Data listing:

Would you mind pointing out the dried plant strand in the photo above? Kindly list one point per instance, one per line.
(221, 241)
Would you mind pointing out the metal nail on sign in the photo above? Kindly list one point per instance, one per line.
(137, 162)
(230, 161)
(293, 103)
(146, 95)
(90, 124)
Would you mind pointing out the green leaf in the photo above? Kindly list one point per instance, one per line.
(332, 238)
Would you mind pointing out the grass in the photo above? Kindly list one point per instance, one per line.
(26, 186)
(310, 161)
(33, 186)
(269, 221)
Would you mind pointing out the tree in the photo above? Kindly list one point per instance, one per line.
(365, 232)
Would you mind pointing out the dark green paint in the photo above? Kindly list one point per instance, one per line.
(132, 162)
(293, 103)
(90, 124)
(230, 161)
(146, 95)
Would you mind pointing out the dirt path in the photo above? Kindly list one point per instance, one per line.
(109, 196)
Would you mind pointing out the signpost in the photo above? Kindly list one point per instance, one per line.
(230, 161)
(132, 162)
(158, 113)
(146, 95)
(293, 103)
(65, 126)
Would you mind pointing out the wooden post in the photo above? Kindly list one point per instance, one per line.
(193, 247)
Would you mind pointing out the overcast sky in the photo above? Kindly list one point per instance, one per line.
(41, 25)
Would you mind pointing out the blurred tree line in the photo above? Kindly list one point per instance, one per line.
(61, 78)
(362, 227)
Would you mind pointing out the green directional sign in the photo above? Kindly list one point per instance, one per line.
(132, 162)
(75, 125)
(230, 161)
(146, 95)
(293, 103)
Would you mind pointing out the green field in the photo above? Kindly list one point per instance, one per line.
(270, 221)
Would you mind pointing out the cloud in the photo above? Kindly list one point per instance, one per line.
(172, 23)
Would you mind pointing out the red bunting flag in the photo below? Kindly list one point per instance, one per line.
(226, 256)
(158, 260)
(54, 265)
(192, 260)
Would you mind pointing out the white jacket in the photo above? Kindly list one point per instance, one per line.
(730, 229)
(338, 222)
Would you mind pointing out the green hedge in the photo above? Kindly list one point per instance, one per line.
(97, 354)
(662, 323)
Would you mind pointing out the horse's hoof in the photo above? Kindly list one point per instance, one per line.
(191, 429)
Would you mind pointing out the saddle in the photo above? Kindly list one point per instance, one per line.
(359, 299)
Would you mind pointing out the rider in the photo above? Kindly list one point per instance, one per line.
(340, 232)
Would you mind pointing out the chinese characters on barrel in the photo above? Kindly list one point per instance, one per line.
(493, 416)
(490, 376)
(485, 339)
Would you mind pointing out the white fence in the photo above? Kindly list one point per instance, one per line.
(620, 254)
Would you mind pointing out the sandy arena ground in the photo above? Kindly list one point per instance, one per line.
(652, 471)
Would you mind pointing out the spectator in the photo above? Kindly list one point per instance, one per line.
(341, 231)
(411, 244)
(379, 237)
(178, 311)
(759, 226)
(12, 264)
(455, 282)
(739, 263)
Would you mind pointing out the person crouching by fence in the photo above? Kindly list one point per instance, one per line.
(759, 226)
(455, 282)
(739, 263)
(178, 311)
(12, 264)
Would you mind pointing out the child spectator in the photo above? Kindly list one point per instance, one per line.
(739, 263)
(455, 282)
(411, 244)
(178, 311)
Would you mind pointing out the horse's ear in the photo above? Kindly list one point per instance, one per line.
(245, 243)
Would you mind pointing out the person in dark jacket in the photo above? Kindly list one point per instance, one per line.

▸ **EXERCISE**:
Go through the records and print each one exactly.

▸ **RESULT OF THE EXERCISE**:
Would you mind pointing out the dried plant strand in the photo above? Kindly list one point per instance, one per line.
(221, 241)
Would you mind pointing out the metal nail on sign in the photo above? Kindly list one point per instance, one per line.
(137, 162)
(230, 161)
(293, 103)
(146, 95)
(90, 124)
Would you mind pointing out the green leaf in the photo above? Kindly list one point per instance, one per line.
(332, 238)
Would you mind pointing out the grass in the photo above? Kindly list one point per instance, one per line.
(26, 186)
(310, 161)
(33, 186)
(269, 221)
Would you mind pointing out the tree in the photo above? Kindly list one point per instance, one per line.
(365, 232)
Would you mind pointing out the dark green paint in the photo above? Kindly list one point per instance, one per line.
(132, 162)
(293, 103)
(90, 124)
(230, 161)
(146, 95)
Would you mind pointing out the dirt path in the photo above? Kindly list one point per instance, one per line.
(109, 196)
Would you mind pointing out the signpost in the photo above? Kindly list one point per instance, one per line.
(230, 161)
(132, 162)
(158, 113)
(146, 95)
(293, 103)
(65, 126)
Would you mind pointing out the wooden post in the photo above? Kindly list one point per instance, one per line.
(193, 247)
Would you mind pointing out the overcast sky in the photo above? Kindly list one point per instance, one per line.
(41, 25)
Would you mind pointing out the blurred tree line in the photo above? Kindly list one point per instance, one per line.
(61, 78)
(362, 227)
Would you mind pointing out the green directional sign in the photo above? Kindly list one point per instance, one per line.
(132, 162)
(75, 125)
(230, 161)
(146, 95)
(293, 103)
Would you mind pointing out the green field in the photo above? Kindly list one point per instance, one per line.
(270, 221)
Would you mind pointing out the cloud in the photo above? Kindly list one point per instance, one per line.
(172, 23)
Would you mind pointing out the red bunting flag in the photo below? Kindly list one point per instance, one per line.
(226, 256)
(158, 260)
(54, 265)
(192, 260)
Would you mind pointing out the white jacket in the photo above? Kindly list one point per instance, one per line.
(730, 229)
(338, 222)
Would you mind pointing out the green hedge in the photo above? Kindly list one point per instance, one per line.
(97, 354)
(662, 323)
Would you mind pointing out the horse's hoof in the photo above? Kindly list one point per instance, one per line.
(191, 429)
Would you mind pointing out the saddle in the photo above? Kindly list one point per instance, one per line.
(359, 299)
Would you mind pointing out the rider in the photo above? Kindly list one point per instance, one per line.
(340, 232)
Would you mind pointing out the chinese characters on barrel in the photo above? Kindly list one point per instance, one per line.
(493, 416)
(490, 376)
(485, 339)
Would you mind pointing out the white fence in the photo above? Kindly list one point per instance, one per line.
(620, 254)
Would you mind pointing out the sandy arena ground in the photo above? Kindly list one point per instance, one per line.
(652, 471)
Would you mind pointing out the spectator in the photo above? Kindly list one point per instance, one per line.
(341, 231)
(411, 244)
(379, 237)
(178, 311)
(759, 226)
(12, 264)
(455, 282)
(739, 263)
Would you mind pointing out the person crouching by fence in the photo above? Kindly list one point per instance, one per line.
(759, 226)
(455, 282)
(739, 263)
(178, 311)
(12, 264)
Would you mind pointing out the child spectator in the photo above? Kindly list one point per instance, one per line.
(739, 263)
(455, 282)
(411, 244)
(178, 311)
Would you mind pointing out the horse's ear in the photo above? Kindly list one point per instance, one per line.
(245, 243)
Would you mind pointing out the person in dark jacket in the photo above? Kindly list one point per instance, one per line.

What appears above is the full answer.